* [PAGE EXTRACT]
######

In a shocking revelation, poison control centres in the United States have reported that there has been 400 percent rise in the number of children under the age of 12, swallowing highly alcoholic hand sanitizer.
According to Gaylord Lopez, director of the Georgia Poison Center, hand sanitizer ingestion went up from 3,266 in 2010 to 16,117 in 2014. “Kids are getting into these products more frequently, and unfortunately, there’s a percentage of them going to the emergency room,” Lopez told CNN as reported by Russia Today .
Several videos have been uploaded by teenagers on YouTube which show teenagers drinking sanitizers with alcohol-containing mouthwash. Such videos are garnering a lot of attention among children, Lopez warned. “A kid is not thinking this is bad for them. A lot of the more attractive (hand sanitizers) are the ones that are scented. There are strawberry, grape, orange-flavored hand sanitizers that are very appealing to kids,” he added, Russia Today reported.

######

* [INFORMATION SHOWN]
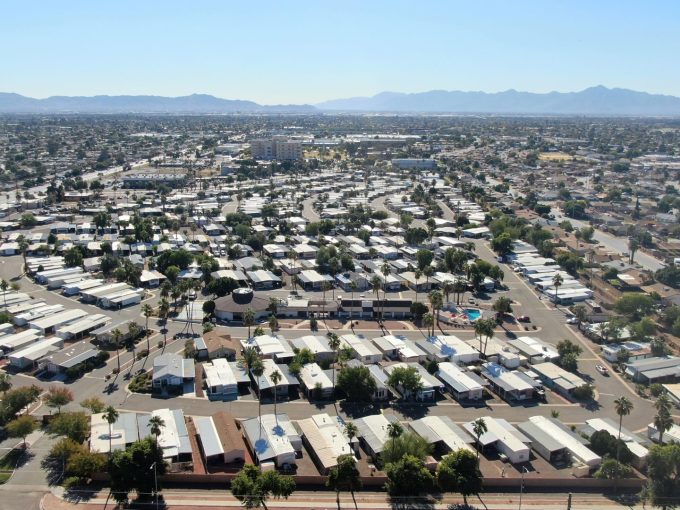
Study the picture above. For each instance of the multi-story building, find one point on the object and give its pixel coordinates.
(278, 147)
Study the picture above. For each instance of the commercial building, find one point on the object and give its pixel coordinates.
(277, 147)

######

* [DESCRIPTION OF THE TASK] Would you carry on the hand sanitizer article, picking up after its last sentence? The material after the hand sanitizer article is separate from it.

* [EXERCISE ANSWER]
Hand sanitizers which contain anywhere between 45 and 95 per cent alcohol can prove fatal for kids as it can cause alcohol poisoning. Stephen Thornton, medical director of the poison control center at University of Kansas Hospital, said that consuming hand sanitizers is a quick way for kids to have a lot of alcohol. There are many cases of kids as young as six years of age being tested positive for having alarmingly high blood alcohol level.
There have also been reports of sanitizers being linked to death. Two Ontario women died after swallowing hand sanitizer that contained a toxic undeclared ingredient in 2013. The product contained methanol, a deadly agent, rather than ethyl alcohol, which was listed as the active ingredient.
Lopez has firmly recommended that parents and teachers should use non-alcoholic products and sanitizing wipes should be kept out of a child’s reach.